TAREAS
1. Transcribe del fragmento sobre el malo y el santo todo lo que va desde "El malo, sobre" hasta "humano-divina y diabólica.", ambos incluidos.
2. Contesta, con base en el fragmento sobre el malo y el santo, las siguientes preguntas:
(a) ¿Con qué fin esparce el malo sus calumnias?
(b) Según Agustín, ¿qué quiere hacer el malo con el santo?
(c) ¿Quién es presentado como el modelo del proceso de desorientar al santo?

El malo esparce sus calumnias para que la comunidad se conjure contra el santo. El enemigo de Dios trabaja así para que muchos se convenzan de que no hay nadie bueno y parezca normal la comunión con el pecado. Esto es de hoy y de siempre. Por eso, cada vez que vemos ensalzado al Don Juan o al rebelde sin causa, asistimos, casi sin advertirlo, a la comunión en el mal, o a que lo malo nos suene a natural.
El malo, dice Agustín, quiere destrozar psíquicamente al santo, ya que nada puede contra el juez (Dios), ante quien se examina el santo.
El malo, sobre todo, quiere desorientar al santo, y Job es el modelo de este proceso. Después que el malo ha obtenido de Dios permiso para zarandear al patriarca y maltratarlo en bienes personales y materiales, quiere ir más allá de esta concesión. Quiere que Dios mismo le ayude a arrancar la imagen de Dios del pobre Job. Pero Dios no puede consentirlo, ni abandona en tal grado al hombre. Dios permite muchas cosas al malo, pero no tantas que el hombre y Dios vengan a ser conejillos de su saña. Por encima de todo, Dios concede a Job la gracia de no renegar de Él porque sirve a Dios gratuitamente y gratuitamente lo ama. He aquí uno de los procesos más fascinantes de la acción humano-divina y diabólica.

BLOQUE DE DATOS

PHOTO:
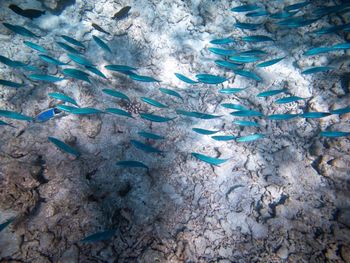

RESULTADOS
1.
El malo, sobre todo, quiere desorientar al santo, y Job es el modelo de este proceso. Después que el malo ha obtenido de Dios permiso para zarandear al patriarca y maltratarlo en bienes personales y materiales, quiere ir más allá de esta concesión. Quiere que Dios mismo le ayude a arrancar la imagen de Dios del pobre Job. Pero Dios no puede consentirlo, ni abandona en tal grado al hombre. Dios permite muchas cosas al malo, pero no tantas que el hombre y Dios vengan a ser conejillos de su saña. Por encima de todo, Dios concede a Job la gracia de no renegar de Él porque sirve a Dios gratuitamente y gratuitamente lo ama. He aquí uno de los procesos más fascinantes de la acción humano-divina y diabólica.

2.
(a) Las esparce para que la comunidad se conjure contra el santo.
(b) Quiere destrozar psíquicamente al santo.
(c) Job es el modelo de ese proceso.